### TESTO FORNITO
Melina sviluppò fin da allora una specie di complesso di persecuzione che non la lasciò fino alla morte. Non si fidava di nessuno. A parte la nonna e i cugini, tutti gli altri, anche le governanti, erano potenziali nemici. La famiglia Rosselli non era poliglotta, come si scrive oggi e tantomeno globe-trotter, ma lo diventò per necessità. Non scelsero loro di migrare a Londra e poi in Canada, per approdare infine in un sobborgo di New York. Erano fuoriusciti dall’Europa nazista in quanto ebrei antifascisti.

Due anni dopo l’orribile carneficina, Mussolini promulgò le leggi razziali che colpivano le famiglie ebree. Alla paura si aggiunse il terrore. Colpí il silenzio di Moravia che nel 1938 fece un viaggio in Grecia con Indro Montanelli e il fratello del gerarca Anfuso, il quale andò ad abitare un piano sotto al suo, in via dell’Oca, nelle vicinanze di piazza del Popolo. Su quei muri, durante il processo a Roatta, figuravano scritte come «Anfuso assassino». Moravia giustificò piú tardi il suo silenzio con la paura che dopo i fratelli Rosselli toccasse alla sua famiglia. Poi giunse un romanzo, Il conformista, che invece di appianarle complicò le cose.

(Voci salvate)

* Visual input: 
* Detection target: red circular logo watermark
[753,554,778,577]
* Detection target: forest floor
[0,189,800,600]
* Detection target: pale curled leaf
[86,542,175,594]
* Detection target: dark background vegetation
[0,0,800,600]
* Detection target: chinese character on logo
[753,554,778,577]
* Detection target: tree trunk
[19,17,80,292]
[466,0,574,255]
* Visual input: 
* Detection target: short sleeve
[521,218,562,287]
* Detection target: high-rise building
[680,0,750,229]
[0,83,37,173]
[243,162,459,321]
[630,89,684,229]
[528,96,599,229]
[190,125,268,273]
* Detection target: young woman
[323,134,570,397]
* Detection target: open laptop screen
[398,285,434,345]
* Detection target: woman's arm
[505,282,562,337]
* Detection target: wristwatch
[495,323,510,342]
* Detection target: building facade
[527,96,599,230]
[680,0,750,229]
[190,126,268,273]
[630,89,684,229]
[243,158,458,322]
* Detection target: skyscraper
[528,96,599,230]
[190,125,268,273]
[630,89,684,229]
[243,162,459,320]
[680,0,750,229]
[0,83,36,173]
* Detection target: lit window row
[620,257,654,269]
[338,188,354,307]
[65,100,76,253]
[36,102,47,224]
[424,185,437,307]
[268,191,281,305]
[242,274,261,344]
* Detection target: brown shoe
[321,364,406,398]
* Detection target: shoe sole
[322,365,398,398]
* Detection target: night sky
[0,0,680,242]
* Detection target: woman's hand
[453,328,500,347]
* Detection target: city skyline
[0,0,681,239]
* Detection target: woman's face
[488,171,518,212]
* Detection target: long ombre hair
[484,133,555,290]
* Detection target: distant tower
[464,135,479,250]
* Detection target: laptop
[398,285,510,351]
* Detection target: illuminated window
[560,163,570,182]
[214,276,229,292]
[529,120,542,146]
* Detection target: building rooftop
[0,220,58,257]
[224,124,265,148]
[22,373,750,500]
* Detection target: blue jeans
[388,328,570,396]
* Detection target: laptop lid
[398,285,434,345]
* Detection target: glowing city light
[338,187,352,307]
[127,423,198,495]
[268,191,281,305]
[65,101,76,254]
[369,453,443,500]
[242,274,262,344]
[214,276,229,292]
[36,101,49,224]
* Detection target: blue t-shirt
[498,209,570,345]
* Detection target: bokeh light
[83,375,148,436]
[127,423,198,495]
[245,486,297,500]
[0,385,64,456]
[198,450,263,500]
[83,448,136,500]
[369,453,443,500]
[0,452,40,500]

### CONSEGNA
Indica, in base al testo fornito, con chi Moravia fece un viaggio in Grecia nel 1938.

### SOLUZIONE SCRITTA
Con Indro Montanelli e con il fratello del gerarca Anfuso.